▶ **What this task involves**
For the entries below, repeat exactly each line starting with the one that contains "pixel 497 305" and going on through the one that contains "pixel 426 158", and no others.

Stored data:
++++++++

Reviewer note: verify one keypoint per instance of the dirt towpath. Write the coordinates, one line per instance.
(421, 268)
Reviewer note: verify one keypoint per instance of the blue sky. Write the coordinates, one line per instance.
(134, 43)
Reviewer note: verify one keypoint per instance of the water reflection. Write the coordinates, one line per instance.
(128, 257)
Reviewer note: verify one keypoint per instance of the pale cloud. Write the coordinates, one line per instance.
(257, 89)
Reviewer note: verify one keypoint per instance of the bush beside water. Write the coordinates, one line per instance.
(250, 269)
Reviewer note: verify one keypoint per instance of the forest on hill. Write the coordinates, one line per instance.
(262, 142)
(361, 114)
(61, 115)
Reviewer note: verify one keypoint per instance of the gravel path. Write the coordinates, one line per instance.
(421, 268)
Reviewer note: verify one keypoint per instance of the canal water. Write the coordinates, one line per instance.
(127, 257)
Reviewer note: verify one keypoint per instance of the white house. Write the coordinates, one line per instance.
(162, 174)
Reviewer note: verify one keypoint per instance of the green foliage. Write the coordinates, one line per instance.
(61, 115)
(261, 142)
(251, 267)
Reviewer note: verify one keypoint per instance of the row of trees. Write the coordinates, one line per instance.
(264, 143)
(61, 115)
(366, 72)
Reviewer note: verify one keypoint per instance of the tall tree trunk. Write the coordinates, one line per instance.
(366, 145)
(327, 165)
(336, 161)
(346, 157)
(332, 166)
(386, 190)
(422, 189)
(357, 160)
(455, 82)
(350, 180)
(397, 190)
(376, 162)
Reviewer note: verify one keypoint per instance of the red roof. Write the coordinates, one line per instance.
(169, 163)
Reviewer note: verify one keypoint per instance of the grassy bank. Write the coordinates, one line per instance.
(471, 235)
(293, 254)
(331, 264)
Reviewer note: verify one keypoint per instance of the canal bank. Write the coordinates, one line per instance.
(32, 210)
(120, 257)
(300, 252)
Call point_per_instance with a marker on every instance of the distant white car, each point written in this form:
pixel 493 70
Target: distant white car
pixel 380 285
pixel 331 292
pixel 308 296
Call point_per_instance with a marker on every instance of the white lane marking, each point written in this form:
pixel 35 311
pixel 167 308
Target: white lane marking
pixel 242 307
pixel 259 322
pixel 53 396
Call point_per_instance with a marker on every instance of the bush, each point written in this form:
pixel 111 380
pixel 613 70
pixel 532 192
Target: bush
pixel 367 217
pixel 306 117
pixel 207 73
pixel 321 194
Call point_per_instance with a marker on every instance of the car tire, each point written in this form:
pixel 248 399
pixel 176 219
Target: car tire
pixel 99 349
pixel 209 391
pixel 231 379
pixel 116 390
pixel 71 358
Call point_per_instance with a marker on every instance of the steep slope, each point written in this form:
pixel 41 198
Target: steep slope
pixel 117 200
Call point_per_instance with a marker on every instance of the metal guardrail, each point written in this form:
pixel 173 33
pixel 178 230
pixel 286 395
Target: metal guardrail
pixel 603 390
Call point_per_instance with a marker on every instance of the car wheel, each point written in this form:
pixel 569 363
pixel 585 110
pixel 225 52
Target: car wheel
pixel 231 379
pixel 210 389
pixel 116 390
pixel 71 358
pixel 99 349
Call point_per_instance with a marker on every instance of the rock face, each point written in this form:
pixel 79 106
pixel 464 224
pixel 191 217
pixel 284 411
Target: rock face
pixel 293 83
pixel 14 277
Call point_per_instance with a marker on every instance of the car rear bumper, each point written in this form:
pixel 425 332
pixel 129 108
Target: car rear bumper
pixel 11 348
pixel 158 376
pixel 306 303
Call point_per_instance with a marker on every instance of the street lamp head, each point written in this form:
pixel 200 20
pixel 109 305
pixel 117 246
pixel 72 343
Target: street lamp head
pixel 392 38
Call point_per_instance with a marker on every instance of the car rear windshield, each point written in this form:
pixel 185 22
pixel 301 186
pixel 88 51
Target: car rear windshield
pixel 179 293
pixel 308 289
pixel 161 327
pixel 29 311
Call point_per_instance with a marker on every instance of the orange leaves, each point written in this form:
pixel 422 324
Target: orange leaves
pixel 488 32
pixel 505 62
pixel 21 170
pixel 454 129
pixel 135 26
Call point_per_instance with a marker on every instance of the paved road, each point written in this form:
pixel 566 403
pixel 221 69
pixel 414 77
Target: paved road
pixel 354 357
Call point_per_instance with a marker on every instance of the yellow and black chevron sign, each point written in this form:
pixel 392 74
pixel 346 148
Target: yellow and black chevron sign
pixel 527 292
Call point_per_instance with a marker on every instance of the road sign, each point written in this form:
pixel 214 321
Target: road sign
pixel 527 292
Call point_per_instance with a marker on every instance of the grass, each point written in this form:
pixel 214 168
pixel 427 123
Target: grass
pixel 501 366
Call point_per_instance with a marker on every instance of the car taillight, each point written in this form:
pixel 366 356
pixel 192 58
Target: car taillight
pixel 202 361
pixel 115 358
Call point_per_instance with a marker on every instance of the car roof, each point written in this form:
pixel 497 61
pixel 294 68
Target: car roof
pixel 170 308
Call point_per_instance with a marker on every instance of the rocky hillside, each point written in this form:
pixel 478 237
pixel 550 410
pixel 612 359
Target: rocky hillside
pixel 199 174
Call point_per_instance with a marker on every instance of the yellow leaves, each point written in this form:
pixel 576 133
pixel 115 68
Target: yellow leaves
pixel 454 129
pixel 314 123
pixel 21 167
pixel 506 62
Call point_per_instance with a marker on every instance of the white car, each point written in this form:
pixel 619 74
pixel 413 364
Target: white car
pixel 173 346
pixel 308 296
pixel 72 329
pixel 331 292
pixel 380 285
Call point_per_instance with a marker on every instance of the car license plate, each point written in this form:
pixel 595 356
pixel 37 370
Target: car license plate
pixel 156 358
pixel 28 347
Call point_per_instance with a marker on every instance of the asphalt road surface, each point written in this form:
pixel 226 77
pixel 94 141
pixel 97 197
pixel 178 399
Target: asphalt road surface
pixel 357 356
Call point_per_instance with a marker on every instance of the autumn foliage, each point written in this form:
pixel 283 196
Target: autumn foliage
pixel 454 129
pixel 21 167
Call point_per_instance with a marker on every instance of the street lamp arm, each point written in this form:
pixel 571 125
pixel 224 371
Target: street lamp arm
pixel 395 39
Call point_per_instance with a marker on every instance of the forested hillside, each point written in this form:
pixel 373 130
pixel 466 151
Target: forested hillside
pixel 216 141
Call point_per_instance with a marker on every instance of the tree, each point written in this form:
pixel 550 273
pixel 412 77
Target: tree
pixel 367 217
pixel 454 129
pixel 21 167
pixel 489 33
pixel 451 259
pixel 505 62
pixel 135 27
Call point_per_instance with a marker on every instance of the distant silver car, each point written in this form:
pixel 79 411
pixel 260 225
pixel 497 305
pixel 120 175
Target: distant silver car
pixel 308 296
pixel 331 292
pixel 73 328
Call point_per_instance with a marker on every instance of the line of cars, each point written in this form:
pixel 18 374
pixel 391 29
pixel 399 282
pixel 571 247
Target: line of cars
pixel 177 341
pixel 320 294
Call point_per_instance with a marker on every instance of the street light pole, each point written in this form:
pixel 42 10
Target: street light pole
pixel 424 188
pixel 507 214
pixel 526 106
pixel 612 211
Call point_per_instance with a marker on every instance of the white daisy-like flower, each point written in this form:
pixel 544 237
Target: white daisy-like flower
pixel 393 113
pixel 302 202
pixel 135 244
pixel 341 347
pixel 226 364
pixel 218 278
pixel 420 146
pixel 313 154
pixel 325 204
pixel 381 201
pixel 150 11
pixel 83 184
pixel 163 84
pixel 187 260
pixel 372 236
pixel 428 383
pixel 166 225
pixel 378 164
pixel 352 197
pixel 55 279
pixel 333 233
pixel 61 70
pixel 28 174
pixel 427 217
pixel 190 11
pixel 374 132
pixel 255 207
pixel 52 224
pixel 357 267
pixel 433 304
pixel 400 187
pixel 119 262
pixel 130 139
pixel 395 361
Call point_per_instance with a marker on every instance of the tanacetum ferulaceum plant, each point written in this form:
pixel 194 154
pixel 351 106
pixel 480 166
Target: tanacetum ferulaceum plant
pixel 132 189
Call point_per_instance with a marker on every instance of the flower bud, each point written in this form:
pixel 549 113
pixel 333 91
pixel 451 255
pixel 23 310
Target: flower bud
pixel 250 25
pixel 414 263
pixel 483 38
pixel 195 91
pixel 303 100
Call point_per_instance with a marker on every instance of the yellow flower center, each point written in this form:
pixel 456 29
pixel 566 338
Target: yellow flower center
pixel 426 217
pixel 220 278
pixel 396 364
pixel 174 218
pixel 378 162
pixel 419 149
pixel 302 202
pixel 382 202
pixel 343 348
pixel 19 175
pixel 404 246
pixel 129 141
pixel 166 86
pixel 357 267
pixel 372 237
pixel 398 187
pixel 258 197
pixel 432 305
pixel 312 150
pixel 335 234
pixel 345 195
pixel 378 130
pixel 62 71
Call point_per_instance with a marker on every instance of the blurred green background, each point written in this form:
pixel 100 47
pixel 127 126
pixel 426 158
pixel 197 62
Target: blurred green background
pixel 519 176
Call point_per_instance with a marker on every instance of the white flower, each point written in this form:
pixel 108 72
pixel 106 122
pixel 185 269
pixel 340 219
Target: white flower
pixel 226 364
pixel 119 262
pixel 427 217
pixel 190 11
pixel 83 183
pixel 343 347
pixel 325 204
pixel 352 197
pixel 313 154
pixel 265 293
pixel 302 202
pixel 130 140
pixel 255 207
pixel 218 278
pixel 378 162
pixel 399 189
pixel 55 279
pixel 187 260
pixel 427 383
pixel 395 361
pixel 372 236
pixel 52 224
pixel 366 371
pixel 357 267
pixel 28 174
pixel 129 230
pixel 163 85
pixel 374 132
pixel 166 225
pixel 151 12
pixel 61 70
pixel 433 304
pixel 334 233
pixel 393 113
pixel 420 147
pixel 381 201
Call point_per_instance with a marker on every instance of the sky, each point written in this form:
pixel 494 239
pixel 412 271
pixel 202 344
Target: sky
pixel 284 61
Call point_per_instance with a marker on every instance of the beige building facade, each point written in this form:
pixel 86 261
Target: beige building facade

++++++++

▶ **Task response**
pixel 497 305
pixel 120 175
Target: distant silver car
pixel 308 296
pixel 331 292
pixel 73 328
Call point_per_instance with a marker on every instance of the line of cars, each point written in this form:
pixel 18 374
pixel 391 29
pixel 399 282
pixel 571 247
Target: line of cars
pixel 177 341
pixel 320 294
Call point_per_instance with a marker on every instance of the street light pole, each point written in this form:
pixel 42 10
Target: street light pole
pixel 424 188
pixel 507 214
pixel 526 106
pixel 612 211
Call point_per_instance with a marker on every instance of the white daisy-like flower, each point written in this form:
pixel 544 237
Target: white daisy-like flower
pixel 393 113
pixel 302 202
pixel 135 244
pixel 341 347
pixel 226 364
pixel 218 278
pixel 420 146
pixel 313 154
pixel 325 204
pixel 381 201
pixel 150 11
pixel 83 184
pixel 163 84
pixel 187 260
pixel 372 236
pixel 428 383
pixel 166 225
pixel 378 164
pixel 352 197
pixel 55 279
pixel 333 233
pixel 61 70
pixel 28 174
pixel 427 217
pixel 190 11
pixel 374 132
pixel 255 207
pixel 52 224
pixel 357 267
pixel 433 304
pixel 400 187
pixel 119 262
pixel 130 139
pixel 395 361
Call point_per_instance with a marker on every instance of the tanacetum ferulaceum plant, each point written in this form:
pixel 194 154
pixel 351 106
pixel 480 166
Target: tanacetum ferulaceum plant
pixel 132 189
Call point_per_instance with a marker on every instance of the flower bud, each point written in this form:
pixel 549 113
pixel 333 91
pixel 451 255
pixel 23 310
Target: flower bud
pixel 250 25
pixel 414 263
pixel 483 38
pixel 195 91
pixel 303 100
Call point_per_instance with a marker on every instance of the yellow flower center, each point written in this form:
pixel 456 29
pixel 566 338
Target: yellow flower center
pixel 426 217
pixel 220 278
pixel 396 364
pixel 174 218
pixel 378 162
pixel 419 149
pixel 302 202
pixel 382 202
pixel 343 348
pixel 19 175
pixel 404 246
pixel 129 141
pixel 166 86
pixel 357 267
pixel 372 237
pixel 398 187
pixel 258 197
pixel 432 305
pixel 312 150
pixel 335 234
pixel 345 195
pixel 378 130
pixel 62 71
Call point_per_instance with a marker on every instance of the blurred green background, each point written in this form:
pixel 100 47
pixel 127 126
pixel 426 158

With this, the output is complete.